■ EXTRACTED RECORDS
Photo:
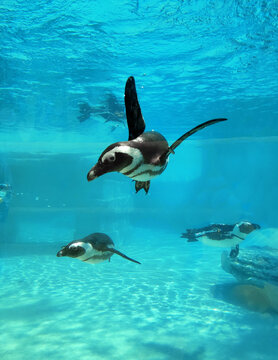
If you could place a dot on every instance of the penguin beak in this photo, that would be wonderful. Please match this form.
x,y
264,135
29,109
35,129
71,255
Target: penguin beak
x,y
91,175
95,172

■ SHORT EXERCISE
Reproduce the data above verbatim, line for line, omitting the pictures.

■ COMPLETE ANSWER
Photo:
If you could place a dot on every instance of the penguin beak in this photo, that would be wonderful. Please match this form.
x,y
264,135
29,109
35,129
71,255
Target: penguin beak
x,y
91,175
95,172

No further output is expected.